■ PROBLEMS AND TASKS:
[A] Can you pull out the part of the hypertension text starting with "Based on these" and going on through "at baseline [16].", word for word?
[B] Would you extend the text on azilsartan and ACE inhibitors, picking up right after its final sentence?

■ TEXT:
+ + +
Angiotensin converting enzyme (ACE) inhibitors are known to be effective in lowering BP, working by inhibiting the enzyme responsible for converting angiotensin I to angiotensin II in the renin–angiotensin system (RAS). However, they have also been associated with side effects such as a persistent cough and, less commonly, angioedema [3, 4]. Angiotensin receptor blockers (ARBs) are a more recently introduced class of antihypertensive drugs that also target the RAS, binding to the angiotensin receptor1 (AT1 receptor) for angiotensin II [5]. ARBs have demonstrated similar or improved efficacy for reducing BP but appear to be more tolerable, with fewer side effects such as coughing reported [5], although no significant differences in the occurrence of drug-related adverse events (AEs) have been noted [68]. There are a number of different ARBs used to treat hypertension, all working via the same mechanism but displaying different efficacies [9]. Azilsartan medoxomil (AZL-M) is the most recently approved ARB [10], and has demonstrated the capacity to reduce BP to a greater extent than olmesartan, which is considered to be the most potent of the sartans used clinically [11, 12].

A recent phase III trial compared the efficacy of AZL-M with the ACE-inhibitor Ramipril [13]. This comparison is particularly valuable as ramipril is considered to be a benchmark antihypertensive drug that has been shown to be highly effective in lowering BP [14, 15]. In a randomized clinical trial AZL-M was found to be more effective in lowering BP in comparison to ramipril; furthermore, patients in the ARB group experienced fewer AEs leading to discontinuation of treatment [13].

Based on these data, an improvement in BP control might be expected from using AZL-M in clinical practice. The EARLY “Treatment with Azilsartan Compared to ACE-Inhibitors in Anti-Hypertensive Therapy” registry was designed to document BP control and its impact on cardiovascular and renal events during a 12 month follow-up period in patients administered either AZL-M or an ACE-inhibitor at baseline [16].

Methods

The EARLY registry is a prospective, observational, national, multicentre registry with a follow-up period of 12 months. Follow-up visits after 6 and 12 months were conducted by the sites. Details of the aims and design of the study protocol have been published previously [16, 17]. In short, patients with arterial hypertension having either no anti-hypertensive treatment prior to inclusion or a prior non-RAS based antihypertensive monotherapy and starting treatment on either AZL-M or any ACE inhibitor monotherapy in a ratio of 7 (AZL-M) to 3 (ACE-inhibitor) were documented. Treatment decisions were at the physician’s discretion, and groups were not randomized.

The protocol was approved by the independent international ethics committee in Freiburg, and the ethics committee of the State Medical Council of Rheinland-Pfalz, Germany. All patients enrolled in the registry provided written informed consent.

Objectives

Establishment of the registry had two primary objectives: 1) documentation of the achievement of target BP values set according to recent national and international guidelines [18], and 2) description of the safety profile of AZL-M. Further secondary objectives are listed in the protocol published previously [16] and include the 1) absolute and relative BP reduction with antihypertensive treatment over the duration of one year 2) documentation of the adherence to guidelines for the diagnosis and treatment of hypertension in ambulatory care 3) persistence understood as the mean duration of monotherapy and/or AZL-M based combination therapy during follow-up 4) documentation of adverse events 5) prospective documentation of cardiovascular and renal events.
+ + +
■ DATA SHOWN:
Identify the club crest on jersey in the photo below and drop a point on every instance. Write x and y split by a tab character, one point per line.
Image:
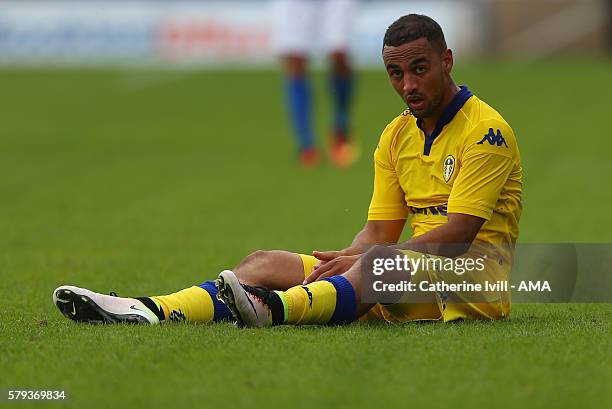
+ + +
■ RESULTS BY TASK:
[A]
Based on these data, an improvement in BP control might be expected from using AZL-M in clinical practice. The EARLY “Treatment with Azilsartan Compared to ACE-Inhibitors in Anti-Hypertensive Therapy” registry was designed to document BP control and its impact on cardiovascular and renal events during a 12 month follow-up period in patients administered either AZL-M or an ACE-inhibitor at baseline [16].

[B]
Selection of sites and patients

The registry was established in primary care offices in Germany. Centres were selected from a database maintained at the Institut für Herzinfarktforschung, Ludwigshafen. The centres were chosen with the aim of obtaining data that is representative of current hypertension treatment in Germany.

Patients over 18 years of age with essential arterial hypertension were included on a consecutive basis [18], given that they had provided written informed consent and fulfilled the following two criteria: 1) they had either no antihypertensive treatment prior to inclusion or were on a non-RAS based antihypertensive monotherapy, and 2) monotherapy consisting of AZL-M or an ACE-inhibitor was initiated at baseline. Patients were excluded from participation if they 1) received antihypertensive drugs for an indication other than hypertension (e.g. beta blockers or diuretics for heart failure); 2) had a history of alcohol, drug abuse, or illegal drug addiction; 3) had a life expectancy of less than one year; 4) were pregnant or breast feeding; or 5) were participating in other trials or registries. Moreover, patients with contraindications as to the summary of product characteristics of any of the drugs being prescribed were excluded.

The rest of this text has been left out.